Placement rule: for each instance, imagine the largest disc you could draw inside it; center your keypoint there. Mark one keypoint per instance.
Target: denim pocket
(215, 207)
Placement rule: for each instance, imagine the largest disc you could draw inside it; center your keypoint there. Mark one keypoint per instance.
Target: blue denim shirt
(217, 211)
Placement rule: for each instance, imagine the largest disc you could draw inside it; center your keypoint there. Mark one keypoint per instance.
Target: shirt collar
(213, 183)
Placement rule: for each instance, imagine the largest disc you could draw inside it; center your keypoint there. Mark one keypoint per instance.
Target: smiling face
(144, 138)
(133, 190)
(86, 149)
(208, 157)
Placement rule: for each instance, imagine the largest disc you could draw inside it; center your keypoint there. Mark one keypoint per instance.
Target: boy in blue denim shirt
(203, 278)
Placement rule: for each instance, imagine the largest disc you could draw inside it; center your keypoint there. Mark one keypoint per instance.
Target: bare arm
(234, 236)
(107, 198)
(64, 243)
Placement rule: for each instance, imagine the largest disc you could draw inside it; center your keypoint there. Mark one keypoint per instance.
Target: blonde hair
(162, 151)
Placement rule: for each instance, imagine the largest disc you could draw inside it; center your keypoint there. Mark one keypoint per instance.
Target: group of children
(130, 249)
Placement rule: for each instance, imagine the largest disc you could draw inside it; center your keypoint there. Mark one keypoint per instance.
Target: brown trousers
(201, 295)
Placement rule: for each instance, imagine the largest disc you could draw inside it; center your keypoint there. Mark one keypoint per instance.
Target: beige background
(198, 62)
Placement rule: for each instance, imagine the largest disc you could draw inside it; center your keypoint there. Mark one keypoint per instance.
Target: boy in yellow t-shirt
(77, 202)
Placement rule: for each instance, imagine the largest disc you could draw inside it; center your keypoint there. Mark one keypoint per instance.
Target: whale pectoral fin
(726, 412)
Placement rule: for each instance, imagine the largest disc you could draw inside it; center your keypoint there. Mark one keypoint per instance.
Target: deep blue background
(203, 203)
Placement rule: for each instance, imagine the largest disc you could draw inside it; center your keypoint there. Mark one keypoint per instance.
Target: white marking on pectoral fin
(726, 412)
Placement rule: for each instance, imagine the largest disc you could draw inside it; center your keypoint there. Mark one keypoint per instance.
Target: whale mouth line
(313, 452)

##########

Task instructions:
Retype the material word for word. Add nothing to it.

Exercise response:
Placement rule: for each instance, imagine the largest disc you could draw inside it; center your keypoint there. Mark one keypoint per instance.
Target: denim pocket
(215, 207)
Placement rule: for each instance, imagine the largest disc you could draw inside it; center your keypoint there. Mark one keypoint per instance.
Target: blue denim shirt
(217, 211)
Placement rule: for each instance, imagine the largest disc you could draw inside it; center your keypoint there. Mark one keypoint per instance.
Target: shirt collar
(213, 183)
Placement rule: for each instance, imagine the largest disc you could draw inside it; center your keypoint there. Mark one keypoint per instance.
Target: smiling face
(144, 138)
(133, 190)
(86, 149)
(208, 157)
Placement rule: for each instance, imagine the largest disc you could draw inside it; center your keypoint there. Mark one keypoint per instance.
Target: boy in blue denim shirt
(203, 278)
Placement rule: for each instance, imagine the largest disc you could draw inside it; center your keypoint there. Mark one keypoint per instance.
Target: bare arm
(234, 236)
(107, 198)
(64, 243)
Placement rule: for each instance, imagine the largest disc you could draw inside it; center your keypoint there. Mark one keypoint per instance.
Target: blonde hair
(162, 151)
Placement rule: for each instance, imagine the largest disc you could draw inside it; center your keypoint there. Mark one keypoint per instance.
Target: group of children
(130, 249)
Placement rule: for each instance, imagine the largest disc you could draw inside it; center your keypoint there. Mark one keypoint per instance.
Target: brown trousers
(201, 295)
Placement rule: for each instance, imagine the largest disc you could draw inside it; center your keypoint there. Mark one keypoint per instance.
Target: beige background
(198, 62)
Placement rule: for each instance, imagine the largest disc you could draw inside it; center your keypoint there. Mark one keypoint per instance.
Target: boy in yellow t-shirt
(77, 202)
Placement rule: for each instance, imagine the largest disc you could draw inside it; center your keypoint there. Mark one keypoint per instance.
Target: whale pectoral fin
(726, 412)
Placement rule: for each instance, imagine the largest disc you could draw inside it; center your keypoint there. Mark one keypoint per instance.
Target: deep blue background
(203, 203)
Placement rule: for each instance, imagine the largest disc you could draw inside it; center your keypoint there. Mark one keypoint per instance.
Target: white marking on pectoral fin
(726, 412)
Placement rule: for each instance, imagine the largest disc you could draw inside it; center your keypoint there. Mark one keypoint per instance.
Target: whale mouth line
(313, 452)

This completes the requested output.